1996'da Kotul Jandarma Sınır Karakoluna Sürgün Edilen Bir Çavuşun Askerlik Anıları

Hakkari'nin İran sınırına yakın olan Kotul'a, terör olayları zirvedeyken sürgüne gönderilen bir askerin anılarını mini bir kitap niyetine okuyabilirsiniz, buyrun.
1996'da Kotul Jandarma Sınır Karakoluna Sürgün Edilen Bir Çavuşun Askerlik Anıları

izmir komando taburu acemiliğinden sonra, hakkari yüksekova'ya usta olarak gönderildik. 96 yılıydı. askerliğin 18 ay olduğu dönemler. ortalık kan ağlıyor, kuzey ırak operasyonları yapılıyor, silah ve çatışma haberleri, sesleri her yerden hissediliyordu. önce van'da (hala var mı bilmiyorum) toplanma merkezi olan van tümende yol güvenliğinin sağlanıp birliğimize ulaşmak için yaklaşık 8 gün bekledik. tümen içinde hikayeler bitmiyor. şöyle çatıştık, şöyle olmuş vs. üstüne bir de helikopterler çatışma bölgelerinden yaralılar taşıyor habire. korku yok ama bir sanal gerçeklik duygusu var. metalik bir duygu. sekiz gün sonra tam techizat silahlarımızı kuşanıp araçlarla yüksekova'ya doğru yola çıktık. yol boyu dağların arasından, neredeyse 1-2 km aralıklarla kurulmuş kontrol noktalarından, uzun bir tedirginlik sonucunda birliğimize vardık.

ilk gün ustaların yaptığı saçma sapan şeyleri anlatmadan geçelim. bir iki gün eğitim ve hikayelerden sonra başladık ufak çaplı gece intikallerine. gittiğimiz ilk gece yüksekova askerlik şubesine roketarlı saldırı yapılmıştı zaten. bize üst devreler, buna çömezleri karşılama töreni derler diye gülüşerek takılmışlardı. oraya desteğe gittik ama şükür kazasız belasız olay atlatılmıştı.

zaten yaz mevsiminde gitmişiz. çatışmaların en yoğun olduğu dönem, operasyonlar yoğun. mecburen başladık bizlerde yakın tepelerden başlayarak gece pusuya çıkmaya. ilk günler rutin gece sabaha kadar bir dağ ya da tepelere intikal ederek 2 günlük mevzilerde sabaha kadar pusuda bekleyerek geçti. tabi bir sürü hadise yaşandı ama olan biten her şeyi burada anlatamam.

--- Sorular ve Görevler ---
A - Askerlik anılarına göre şu soruları yanıtlayın:
(i) Acemilik hangi birlikte geçirildi?
(ii) Birliğe ulaşmak için Van'daki toplanma merkezinde yaklaşık kaç gün beklendi?
(iii) Birliğe varıldıktan sonra gidilen ilk gece hangi yere saldırı yapılmıştı?
B - Askerlik anılarını son cümleden itibaren sürdürün.
Bundan sonraki satırlar başka bir kaynaktan alınmıştır.

--- Listelenen Satırlar ---
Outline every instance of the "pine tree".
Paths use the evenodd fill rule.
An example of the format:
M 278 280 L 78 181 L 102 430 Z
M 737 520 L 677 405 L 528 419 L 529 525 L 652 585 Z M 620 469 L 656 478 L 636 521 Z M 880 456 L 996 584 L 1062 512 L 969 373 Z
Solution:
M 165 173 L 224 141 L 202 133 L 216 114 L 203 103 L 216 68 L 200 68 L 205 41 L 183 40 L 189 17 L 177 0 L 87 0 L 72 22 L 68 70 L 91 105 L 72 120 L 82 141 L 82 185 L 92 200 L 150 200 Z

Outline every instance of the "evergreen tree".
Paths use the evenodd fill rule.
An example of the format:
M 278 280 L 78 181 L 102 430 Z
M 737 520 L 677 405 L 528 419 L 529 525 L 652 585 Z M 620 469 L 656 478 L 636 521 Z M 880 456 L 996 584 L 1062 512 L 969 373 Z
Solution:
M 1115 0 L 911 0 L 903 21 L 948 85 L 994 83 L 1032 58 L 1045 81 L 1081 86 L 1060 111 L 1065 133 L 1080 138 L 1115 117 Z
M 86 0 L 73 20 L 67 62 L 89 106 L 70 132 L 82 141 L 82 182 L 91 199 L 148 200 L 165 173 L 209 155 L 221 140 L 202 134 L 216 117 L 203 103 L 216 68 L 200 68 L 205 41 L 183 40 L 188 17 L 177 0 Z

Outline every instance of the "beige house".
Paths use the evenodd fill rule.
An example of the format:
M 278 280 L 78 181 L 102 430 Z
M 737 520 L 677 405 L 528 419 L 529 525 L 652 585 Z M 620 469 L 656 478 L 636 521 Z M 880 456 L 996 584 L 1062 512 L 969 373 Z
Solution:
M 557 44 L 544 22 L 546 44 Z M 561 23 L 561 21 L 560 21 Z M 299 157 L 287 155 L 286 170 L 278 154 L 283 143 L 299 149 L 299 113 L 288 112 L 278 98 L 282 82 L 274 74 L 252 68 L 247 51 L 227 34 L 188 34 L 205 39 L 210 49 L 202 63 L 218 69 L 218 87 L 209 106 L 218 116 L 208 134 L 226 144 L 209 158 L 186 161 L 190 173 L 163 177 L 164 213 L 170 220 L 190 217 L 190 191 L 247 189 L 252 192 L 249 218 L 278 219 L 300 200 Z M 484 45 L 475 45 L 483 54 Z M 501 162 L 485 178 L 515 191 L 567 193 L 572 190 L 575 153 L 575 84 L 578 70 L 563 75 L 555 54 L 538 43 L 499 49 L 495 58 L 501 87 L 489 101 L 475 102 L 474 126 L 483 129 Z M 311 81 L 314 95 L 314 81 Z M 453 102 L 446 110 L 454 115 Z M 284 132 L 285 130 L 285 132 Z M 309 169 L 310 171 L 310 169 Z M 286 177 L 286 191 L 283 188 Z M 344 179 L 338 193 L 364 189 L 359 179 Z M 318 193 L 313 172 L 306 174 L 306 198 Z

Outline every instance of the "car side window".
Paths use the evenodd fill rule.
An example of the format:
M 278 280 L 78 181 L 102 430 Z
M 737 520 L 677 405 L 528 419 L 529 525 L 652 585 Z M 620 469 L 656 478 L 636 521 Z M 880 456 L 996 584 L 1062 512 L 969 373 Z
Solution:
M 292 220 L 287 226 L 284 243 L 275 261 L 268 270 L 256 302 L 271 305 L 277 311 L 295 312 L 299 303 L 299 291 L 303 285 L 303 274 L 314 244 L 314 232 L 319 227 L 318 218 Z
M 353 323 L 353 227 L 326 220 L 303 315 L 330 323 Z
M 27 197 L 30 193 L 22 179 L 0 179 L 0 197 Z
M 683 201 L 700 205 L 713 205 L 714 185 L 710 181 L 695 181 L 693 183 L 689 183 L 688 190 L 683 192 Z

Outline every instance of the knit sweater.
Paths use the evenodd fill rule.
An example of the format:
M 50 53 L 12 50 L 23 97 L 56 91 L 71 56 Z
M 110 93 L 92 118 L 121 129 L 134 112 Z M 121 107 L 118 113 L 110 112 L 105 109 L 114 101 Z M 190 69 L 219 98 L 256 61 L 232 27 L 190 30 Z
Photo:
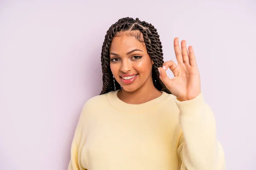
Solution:
M 181 102 L 162 92 L 135 105 L 121 100 L 117 92 L 84 105 L 69 170 L 225 169 L 214 116 L 202 93 Z

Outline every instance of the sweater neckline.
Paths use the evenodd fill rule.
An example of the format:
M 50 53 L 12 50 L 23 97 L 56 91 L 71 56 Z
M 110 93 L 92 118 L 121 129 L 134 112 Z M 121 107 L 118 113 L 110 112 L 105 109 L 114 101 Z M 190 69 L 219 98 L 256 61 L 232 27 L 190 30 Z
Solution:
M 111 106 L 124 112 L 139 112 L 150 110 L 160 104 L 170 96 L 169 94 L 161 91 L 160 96 L 146 102 L 140 104 L 132 104 L 126 103 L 117 96 L 117 92 L 120 90 L 108 92 L 107 95 L 108 101 Z

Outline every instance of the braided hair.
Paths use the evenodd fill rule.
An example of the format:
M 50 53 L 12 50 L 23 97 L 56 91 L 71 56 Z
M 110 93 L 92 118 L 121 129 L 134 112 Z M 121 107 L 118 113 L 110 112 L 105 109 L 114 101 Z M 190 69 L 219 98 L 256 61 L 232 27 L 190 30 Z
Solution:
M 139 18 L 122 18 L 113 24 L 107 31 L 102 47 L 101 53 L 102 68 L 103 73 L 102 89 L 100 95 L 121 89 L 121 86 L 115 79 L 110 69 L 109 49 L 113 38 L 118 36 L 122 32 L 139 31 L 139 34 L 134 36 L 141 42 L 145 42 L 148 54 L 154 62 L 152 68 L 152 78 L 154 85 L 159 91 L 165 91 L 169 94 L 170 91 L 166 88 L 159 78 L 158 68 L 162 67 L 164 63 L 162 43 L 157 29 L 151 24 L 141 21 Z M 142 40 L 142 34 L 144 40 Z

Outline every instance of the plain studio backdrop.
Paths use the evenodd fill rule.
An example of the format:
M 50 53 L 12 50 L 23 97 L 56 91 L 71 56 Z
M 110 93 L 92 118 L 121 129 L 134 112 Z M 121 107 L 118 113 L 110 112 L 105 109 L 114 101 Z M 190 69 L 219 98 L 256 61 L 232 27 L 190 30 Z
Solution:
M 157 28 L 165 61 L 175 37 L 193 46 L 227 169 L 255 169 L 255 1 L 0 1 L 0 169 L 67 169 L 105 36 L 126 17 Z

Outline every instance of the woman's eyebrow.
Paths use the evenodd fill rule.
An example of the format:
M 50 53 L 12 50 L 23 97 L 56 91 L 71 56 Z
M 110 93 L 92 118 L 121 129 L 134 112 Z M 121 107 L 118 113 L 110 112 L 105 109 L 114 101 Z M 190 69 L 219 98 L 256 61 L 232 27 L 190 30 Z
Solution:
M 141 51 L 141 52 L 143 52 L 143 51 L 139 49 L 134 49 L 134 50 L 132 50 L 132 51 L 128 52 L 127 53 L 126 53 L 126 55 L 129 55 L 131 53 L 133 53 L 134 51 Z M 110 53 L 109 54 L 111 54 L 111 55 L 113 55 L 114 56 L 119 56 L 119 55 L 117 54 L 116 53 Z

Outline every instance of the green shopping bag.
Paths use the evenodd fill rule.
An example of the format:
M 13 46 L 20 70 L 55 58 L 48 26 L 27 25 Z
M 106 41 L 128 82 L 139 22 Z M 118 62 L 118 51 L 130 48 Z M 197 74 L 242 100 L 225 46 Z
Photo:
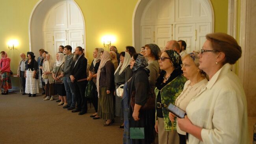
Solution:
M 92 80 L 88 82 L 85 88 L 85 97 L 91 98 L 95 97 L 95 90 L 96 86 Z
M 130 128 L 130 139 L 145 139 L 144 128 Z

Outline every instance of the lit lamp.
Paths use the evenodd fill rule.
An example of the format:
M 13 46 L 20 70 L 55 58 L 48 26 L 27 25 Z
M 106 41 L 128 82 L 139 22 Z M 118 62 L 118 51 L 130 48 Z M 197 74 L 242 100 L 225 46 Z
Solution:
M 115 41 L 115 37 L 112 35 L 105 35 L 102 37 L 102 41 L 104 47 L 109 47 L 111 46 L 111 42 Z
M 8 48 L 9 49 L 14 49 L 14 47 L 17 47 L 19 44 L 17 40 L 11 40 L 8 42 Z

--- Yanıtlar ---
A -
(i) İzmir komando taburunda.
(ii) Yaklaşık 8 gün.
(iii) Yüksekova askerlik şubesine.

B -
ilerleyen günlerde bir asteğmen kendisine "komutanım" demediğimi idda ederek beni bölük komutanıma şikayet etti. konunun aslı "komutanım" dememe meselesi değildi ama ne olduğunu burada askeri sırlara girer diye anlatmayayım. yaptığı bir kansızlığı görmüş, itiraz etmiştim ve kellem gitmeliydi. olay nasıl olduğunu bilmediğim bir şekilde büyüdü ve bana kotul jandarma sınır karakoluna sürgün kararı çıktı.

kotul jandarma sınır karakolu iran ile türkiye sınır taşlarının bulunduğu sınırın sıfır noktasında kotul dağının eteklerine kurulu bir dağ karakoludur. neyse ilk sevkiyatta beni de helikopterle kotul'a gönderdiler. gittiğim ilk gün jandarma ekibine katılarak gece kotul dağı eteklerine kaçakçı pususuna gittik. hiç unutmuyorum acayip bir dolunay ve çok sıcak esen bir rüzgar vardı. o gece iran urumiye'den türkiye'ye katırlarla eşya geçiren kaçakçıları yakalayarak karakola geri döndük. bilenler bilir, hakkari yüksekova için doğunun paris'i derler. dünyada çıkan herhangi bir elektronik cihazı daha pazara girmeden yüksekova'da bulursunuz. hem de çok ucuz fiyata.

neyse yakaladığımız katırlarda bol miktarda fotoğraf makinesi, elektronik malzeme ve sigara vardı. hepsi kayıt altına alındı ve mavi etiketli kırmızı paket marlborolardan birer pakette operasyona giden askerlere 17 kişiye verildi.

sonra sürgüne niye geldin geyikleri başladı ama kimseye bir şey anlatmadım.
karakol komutanı beni bir jandarma timine katarak kotul dağına iki günlük gece intikallerine yolladı. çavuşluk rütbem vardı ama sürgüne gittiğim için sökülmüş, ya da bana öyle söylenmişti. neyse erzaklarımızı sırt çantamıza yükleyip kotul dağına gittik.

ah kotul dağı. gece dağ pusularını bilenler bilir, akşam 7 ile sabah 6 ya kadar mevzide ayakta nöbet tutarsın. uyumak, konuşmak, ses yasaktır. bölge zaten o zamanlar çok hassas. en ufak bir çıtırdı olsa basıyoruz mermiyi. (o dağda yaşanılanlar, çatışmalar vs anlatılmasın kalsın) ama o mevzilerde gece bir saatin bir gün gibi uzun olduğunu anlatabiliriz. sabah olmaz o dağda. sizi güneşin batışı uyutmaz, güneşin doğuşu da ayıltmaz. siz zaten o saatlerde uyanıksınız ve ayaktasınızdır.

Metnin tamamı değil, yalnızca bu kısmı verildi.